[Stored data entries]

----------------

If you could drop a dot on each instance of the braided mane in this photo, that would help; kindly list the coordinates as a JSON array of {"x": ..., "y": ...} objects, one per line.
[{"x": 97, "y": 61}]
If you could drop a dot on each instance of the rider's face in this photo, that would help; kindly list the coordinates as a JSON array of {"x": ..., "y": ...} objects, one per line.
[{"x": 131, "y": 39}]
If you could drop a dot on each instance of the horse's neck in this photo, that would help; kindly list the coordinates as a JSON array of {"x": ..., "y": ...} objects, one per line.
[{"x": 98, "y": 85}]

----------------

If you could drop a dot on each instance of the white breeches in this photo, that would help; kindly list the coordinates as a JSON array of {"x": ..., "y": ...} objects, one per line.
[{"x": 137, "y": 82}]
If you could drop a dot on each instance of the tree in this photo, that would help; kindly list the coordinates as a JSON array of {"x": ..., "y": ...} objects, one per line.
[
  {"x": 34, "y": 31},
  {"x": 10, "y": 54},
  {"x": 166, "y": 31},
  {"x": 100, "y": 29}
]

----------------

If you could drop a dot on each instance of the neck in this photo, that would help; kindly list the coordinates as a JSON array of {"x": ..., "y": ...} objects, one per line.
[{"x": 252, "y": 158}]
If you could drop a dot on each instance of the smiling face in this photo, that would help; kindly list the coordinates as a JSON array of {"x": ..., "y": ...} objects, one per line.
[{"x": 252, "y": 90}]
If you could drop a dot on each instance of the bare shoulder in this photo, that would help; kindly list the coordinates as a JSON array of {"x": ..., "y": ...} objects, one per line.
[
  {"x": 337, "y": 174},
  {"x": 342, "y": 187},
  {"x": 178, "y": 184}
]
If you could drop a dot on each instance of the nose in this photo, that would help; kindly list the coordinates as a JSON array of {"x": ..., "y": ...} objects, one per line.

----------------

▶ Short exercise:
Rewrite the records starting at the line that contains "of the neck" and ending at the line that contains "of the nose", putting "place a marker on" wherever "drop a dot on" appears and leaving everything else unchanged.

▶ Complete answer:
If you could place a marker on each instance of the neck in this photo, that would help; kindly list the coordinates as a JSON array of {"x": ..., "y": ...} objects, one per line.
[{"x": 252, "y": 158}]
If you could place a marker on each instance of the smiling face in this photo, that would help; kindly list the coordinates as a JSON array of {"x": ..., "y": ...} objects, one per line.
[{"x": 252, "y": 90}]
If you could place a marker on each instance of the bare shoulder in this photo, that would help; kindly list the coordinates as a JSON array of {"x": ..., "y": ...} objects, one per line.
[
  {"x": 337, "y": 174},
  {"x": 342, "y": 187},
  {"x": 178, "y": 184}
]
If you could place a marker on each instance of the nose in this photo, that would help; kindly list the coordinates as a JSON array of {"x": ..., "y": ...} objects, one per line.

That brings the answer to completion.